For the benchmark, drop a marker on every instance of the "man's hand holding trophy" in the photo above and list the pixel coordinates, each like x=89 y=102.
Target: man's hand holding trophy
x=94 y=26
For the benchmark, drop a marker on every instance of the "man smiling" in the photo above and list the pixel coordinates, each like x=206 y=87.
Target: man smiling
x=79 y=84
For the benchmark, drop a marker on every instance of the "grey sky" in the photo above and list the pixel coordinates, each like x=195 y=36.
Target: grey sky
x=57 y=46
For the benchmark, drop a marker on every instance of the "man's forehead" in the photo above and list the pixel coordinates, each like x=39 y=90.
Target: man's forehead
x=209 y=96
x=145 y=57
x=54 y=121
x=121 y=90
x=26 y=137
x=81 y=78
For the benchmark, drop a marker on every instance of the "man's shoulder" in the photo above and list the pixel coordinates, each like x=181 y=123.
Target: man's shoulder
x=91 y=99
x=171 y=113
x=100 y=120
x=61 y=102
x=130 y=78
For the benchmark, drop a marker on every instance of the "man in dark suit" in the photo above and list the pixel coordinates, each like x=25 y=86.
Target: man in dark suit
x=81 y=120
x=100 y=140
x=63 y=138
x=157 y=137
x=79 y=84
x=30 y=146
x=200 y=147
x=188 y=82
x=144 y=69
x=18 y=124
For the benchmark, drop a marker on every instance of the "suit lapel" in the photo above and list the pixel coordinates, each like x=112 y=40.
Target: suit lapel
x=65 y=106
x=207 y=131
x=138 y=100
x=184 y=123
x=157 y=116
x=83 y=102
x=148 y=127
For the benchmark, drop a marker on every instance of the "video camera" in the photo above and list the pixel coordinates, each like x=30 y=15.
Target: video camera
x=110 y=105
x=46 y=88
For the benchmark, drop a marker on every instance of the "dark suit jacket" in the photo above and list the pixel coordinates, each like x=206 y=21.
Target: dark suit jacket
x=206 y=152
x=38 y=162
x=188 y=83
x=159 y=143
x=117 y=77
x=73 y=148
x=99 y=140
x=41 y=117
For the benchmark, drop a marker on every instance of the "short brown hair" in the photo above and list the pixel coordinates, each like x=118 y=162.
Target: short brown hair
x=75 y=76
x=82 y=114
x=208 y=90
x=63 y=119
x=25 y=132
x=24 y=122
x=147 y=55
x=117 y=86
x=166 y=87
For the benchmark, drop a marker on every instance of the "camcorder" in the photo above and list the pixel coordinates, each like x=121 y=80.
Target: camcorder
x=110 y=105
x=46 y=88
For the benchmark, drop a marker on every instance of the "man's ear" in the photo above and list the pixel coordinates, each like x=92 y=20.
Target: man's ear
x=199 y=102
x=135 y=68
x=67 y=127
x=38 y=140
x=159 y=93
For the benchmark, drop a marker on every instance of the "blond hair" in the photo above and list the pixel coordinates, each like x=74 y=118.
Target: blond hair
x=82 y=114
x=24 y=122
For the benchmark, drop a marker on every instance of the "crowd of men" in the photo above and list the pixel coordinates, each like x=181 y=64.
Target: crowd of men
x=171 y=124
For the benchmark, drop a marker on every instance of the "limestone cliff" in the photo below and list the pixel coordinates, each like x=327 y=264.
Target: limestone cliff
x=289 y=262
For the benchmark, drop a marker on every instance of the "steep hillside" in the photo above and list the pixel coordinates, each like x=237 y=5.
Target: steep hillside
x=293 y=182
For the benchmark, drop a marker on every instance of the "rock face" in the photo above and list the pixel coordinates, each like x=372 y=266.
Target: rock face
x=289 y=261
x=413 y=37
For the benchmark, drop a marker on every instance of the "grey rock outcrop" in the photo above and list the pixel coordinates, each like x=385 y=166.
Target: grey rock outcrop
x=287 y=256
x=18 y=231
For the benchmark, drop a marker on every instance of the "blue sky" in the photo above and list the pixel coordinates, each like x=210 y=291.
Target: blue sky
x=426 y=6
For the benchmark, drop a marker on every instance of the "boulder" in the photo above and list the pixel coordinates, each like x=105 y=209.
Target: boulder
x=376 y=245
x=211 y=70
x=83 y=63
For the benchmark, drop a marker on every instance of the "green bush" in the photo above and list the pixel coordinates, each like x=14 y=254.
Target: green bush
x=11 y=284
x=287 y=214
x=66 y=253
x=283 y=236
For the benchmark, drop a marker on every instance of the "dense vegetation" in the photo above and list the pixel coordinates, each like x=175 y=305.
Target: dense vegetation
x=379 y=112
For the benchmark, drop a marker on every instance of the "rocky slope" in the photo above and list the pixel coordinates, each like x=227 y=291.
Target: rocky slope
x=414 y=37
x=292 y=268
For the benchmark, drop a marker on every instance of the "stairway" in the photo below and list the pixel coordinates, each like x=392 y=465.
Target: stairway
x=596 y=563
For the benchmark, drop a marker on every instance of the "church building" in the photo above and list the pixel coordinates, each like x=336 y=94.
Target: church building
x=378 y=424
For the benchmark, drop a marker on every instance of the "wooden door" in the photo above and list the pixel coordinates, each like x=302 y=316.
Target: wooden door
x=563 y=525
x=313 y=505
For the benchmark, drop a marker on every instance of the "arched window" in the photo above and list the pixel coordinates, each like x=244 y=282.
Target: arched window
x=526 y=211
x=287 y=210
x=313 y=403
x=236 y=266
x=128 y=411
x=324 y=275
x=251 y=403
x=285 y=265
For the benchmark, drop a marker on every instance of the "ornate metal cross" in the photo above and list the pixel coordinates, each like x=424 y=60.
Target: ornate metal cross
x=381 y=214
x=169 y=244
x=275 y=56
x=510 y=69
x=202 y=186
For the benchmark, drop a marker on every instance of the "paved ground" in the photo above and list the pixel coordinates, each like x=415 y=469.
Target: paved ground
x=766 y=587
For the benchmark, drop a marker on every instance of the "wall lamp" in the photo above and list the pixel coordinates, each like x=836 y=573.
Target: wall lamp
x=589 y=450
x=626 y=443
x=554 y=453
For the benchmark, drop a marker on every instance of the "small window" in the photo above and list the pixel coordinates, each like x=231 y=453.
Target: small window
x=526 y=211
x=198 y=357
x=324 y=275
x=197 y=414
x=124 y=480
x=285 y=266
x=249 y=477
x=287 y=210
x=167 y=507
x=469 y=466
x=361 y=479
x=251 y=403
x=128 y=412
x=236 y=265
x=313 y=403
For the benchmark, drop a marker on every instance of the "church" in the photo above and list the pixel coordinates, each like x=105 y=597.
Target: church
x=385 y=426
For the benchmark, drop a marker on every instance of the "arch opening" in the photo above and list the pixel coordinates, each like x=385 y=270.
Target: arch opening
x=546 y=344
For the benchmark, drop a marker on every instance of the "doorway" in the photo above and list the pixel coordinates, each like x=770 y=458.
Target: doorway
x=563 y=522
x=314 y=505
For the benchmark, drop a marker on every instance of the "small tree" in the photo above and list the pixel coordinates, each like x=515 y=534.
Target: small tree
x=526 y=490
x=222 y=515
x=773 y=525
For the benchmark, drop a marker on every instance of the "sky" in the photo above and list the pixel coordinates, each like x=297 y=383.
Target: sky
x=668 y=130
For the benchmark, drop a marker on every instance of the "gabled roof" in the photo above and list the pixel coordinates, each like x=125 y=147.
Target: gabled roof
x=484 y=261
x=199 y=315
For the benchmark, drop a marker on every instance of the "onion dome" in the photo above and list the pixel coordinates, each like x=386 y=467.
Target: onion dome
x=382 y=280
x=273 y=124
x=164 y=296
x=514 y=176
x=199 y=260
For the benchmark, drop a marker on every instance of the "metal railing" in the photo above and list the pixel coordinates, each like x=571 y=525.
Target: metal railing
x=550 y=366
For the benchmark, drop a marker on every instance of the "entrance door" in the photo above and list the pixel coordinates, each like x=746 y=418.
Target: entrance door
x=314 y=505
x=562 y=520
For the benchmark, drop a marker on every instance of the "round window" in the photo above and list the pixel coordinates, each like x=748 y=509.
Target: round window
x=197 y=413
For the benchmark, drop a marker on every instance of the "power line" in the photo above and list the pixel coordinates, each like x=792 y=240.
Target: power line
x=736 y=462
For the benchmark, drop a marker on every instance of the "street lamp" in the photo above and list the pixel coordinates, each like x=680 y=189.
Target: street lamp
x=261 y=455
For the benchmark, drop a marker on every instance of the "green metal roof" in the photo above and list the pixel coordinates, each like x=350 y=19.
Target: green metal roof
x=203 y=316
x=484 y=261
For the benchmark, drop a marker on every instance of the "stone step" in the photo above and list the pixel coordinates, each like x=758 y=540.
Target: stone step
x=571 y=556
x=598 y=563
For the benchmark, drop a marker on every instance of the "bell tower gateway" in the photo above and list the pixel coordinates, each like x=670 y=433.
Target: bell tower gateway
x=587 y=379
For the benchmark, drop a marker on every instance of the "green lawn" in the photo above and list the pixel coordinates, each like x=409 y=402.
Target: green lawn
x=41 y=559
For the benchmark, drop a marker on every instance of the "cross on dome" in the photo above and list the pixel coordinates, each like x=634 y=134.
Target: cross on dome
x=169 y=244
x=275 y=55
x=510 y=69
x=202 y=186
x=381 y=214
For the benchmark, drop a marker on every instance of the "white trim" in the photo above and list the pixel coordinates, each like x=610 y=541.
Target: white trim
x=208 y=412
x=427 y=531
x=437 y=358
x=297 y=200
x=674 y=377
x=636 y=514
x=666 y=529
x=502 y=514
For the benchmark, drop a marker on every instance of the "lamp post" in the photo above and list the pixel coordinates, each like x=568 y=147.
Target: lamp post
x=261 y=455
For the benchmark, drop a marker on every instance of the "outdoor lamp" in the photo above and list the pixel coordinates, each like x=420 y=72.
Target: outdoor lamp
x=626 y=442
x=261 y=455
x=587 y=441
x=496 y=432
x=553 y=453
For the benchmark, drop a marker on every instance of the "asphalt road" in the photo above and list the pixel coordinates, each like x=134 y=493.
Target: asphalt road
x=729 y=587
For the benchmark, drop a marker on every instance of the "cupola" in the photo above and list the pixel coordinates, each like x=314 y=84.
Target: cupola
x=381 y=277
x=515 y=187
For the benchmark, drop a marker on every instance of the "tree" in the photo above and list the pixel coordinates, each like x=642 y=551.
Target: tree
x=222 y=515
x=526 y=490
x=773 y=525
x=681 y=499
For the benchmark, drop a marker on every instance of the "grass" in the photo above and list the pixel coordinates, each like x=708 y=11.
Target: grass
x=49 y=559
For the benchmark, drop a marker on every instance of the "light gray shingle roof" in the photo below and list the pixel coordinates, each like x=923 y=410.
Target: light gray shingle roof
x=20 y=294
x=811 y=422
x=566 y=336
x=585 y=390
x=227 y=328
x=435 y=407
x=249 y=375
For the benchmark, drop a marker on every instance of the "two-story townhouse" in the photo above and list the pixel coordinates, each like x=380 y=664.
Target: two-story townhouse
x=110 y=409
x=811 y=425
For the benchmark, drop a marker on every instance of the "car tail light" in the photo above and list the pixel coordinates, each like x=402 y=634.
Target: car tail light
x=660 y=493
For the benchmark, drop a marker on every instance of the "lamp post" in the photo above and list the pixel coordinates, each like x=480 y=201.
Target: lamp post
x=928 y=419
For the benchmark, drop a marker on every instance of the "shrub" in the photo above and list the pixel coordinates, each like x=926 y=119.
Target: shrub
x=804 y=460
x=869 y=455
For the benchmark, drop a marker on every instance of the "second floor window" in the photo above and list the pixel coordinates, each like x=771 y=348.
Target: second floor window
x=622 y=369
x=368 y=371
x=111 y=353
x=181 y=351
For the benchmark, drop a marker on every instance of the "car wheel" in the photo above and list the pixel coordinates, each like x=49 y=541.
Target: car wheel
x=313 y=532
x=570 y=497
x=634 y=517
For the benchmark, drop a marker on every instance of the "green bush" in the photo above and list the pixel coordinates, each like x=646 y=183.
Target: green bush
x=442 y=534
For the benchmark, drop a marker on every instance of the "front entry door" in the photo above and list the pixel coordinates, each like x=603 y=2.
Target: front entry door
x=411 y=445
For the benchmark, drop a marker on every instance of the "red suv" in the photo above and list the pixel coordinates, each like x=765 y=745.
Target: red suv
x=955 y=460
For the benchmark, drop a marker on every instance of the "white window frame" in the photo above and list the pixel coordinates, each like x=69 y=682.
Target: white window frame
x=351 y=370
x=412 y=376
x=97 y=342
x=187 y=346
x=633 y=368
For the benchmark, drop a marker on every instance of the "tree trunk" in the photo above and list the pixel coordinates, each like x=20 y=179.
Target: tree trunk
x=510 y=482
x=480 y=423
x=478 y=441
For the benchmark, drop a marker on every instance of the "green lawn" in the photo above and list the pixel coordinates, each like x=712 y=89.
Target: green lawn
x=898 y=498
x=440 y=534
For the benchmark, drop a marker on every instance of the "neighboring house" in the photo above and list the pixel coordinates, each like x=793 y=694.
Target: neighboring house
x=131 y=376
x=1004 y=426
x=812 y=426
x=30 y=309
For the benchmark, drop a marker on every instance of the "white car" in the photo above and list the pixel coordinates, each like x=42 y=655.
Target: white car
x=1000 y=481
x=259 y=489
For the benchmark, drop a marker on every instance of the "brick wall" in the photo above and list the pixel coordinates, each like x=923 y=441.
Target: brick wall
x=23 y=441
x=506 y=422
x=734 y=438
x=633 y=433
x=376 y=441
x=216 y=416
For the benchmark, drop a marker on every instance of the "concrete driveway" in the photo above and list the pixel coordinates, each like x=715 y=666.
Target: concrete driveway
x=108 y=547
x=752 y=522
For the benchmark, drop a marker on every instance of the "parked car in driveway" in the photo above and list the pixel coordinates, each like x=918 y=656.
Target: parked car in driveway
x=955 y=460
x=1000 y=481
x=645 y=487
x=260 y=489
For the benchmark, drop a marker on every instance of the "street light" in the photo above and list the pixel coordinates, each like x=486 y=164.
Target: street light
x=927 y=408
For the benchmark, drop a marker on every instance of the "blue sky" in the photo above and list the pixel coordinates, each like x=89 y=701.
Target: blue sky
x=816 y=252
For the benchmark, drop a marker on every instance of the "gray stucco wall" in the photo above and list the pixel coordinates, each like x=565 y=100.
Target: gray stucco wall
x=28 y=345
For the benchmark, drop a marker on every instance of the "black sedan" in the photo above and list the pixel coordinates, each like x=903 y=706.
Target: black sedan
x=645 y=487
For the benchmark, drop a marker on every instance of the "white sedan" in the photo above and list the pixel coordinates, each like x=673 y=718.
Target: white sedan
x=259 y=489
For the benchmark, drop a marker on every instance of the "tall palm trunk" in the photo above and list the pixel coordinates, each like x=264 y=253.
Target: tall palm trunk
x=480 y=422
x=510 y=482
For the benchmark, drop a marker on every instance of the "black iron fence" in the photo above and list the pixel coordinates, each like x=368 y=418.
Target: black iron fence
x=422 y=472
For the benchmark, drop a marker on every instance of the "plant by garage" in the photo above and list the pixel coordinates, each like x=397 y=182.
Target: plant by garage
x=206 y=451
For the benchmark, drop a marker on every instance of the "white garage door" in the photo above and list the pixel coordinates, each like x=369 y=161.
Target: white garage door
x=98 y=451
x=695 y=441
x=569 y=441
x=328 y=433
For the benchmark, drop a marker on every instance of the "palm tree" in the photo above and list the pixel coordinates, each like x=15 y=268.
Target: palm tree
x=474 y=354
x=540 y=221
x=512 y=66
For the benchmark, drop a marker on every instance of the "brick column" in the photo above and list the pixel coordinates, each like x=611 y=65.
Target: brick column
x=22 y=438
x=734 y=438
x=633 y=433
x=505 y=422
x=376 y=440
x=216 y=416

++++++++

Enunciado:
Da como CSV de dos columnas, texto y respuesta, los registros desde la línea que contiene "like x=926 y=119." hasta la línea que contiene "x=869 y=455", ambas incluidas. Cada fila lleva un texto y su respuesta, cada uno en un único campo entre comillas y con los saltos de línea cambiados por espacios.

Solución:
texto,respuesta
"For the benchmark, drop a marker on every instance of the ""shrub"" in the photo above and list the pixel coordinates, each like x=926 y=119. Target: shrub","x=804 y=460 x=869 y=455"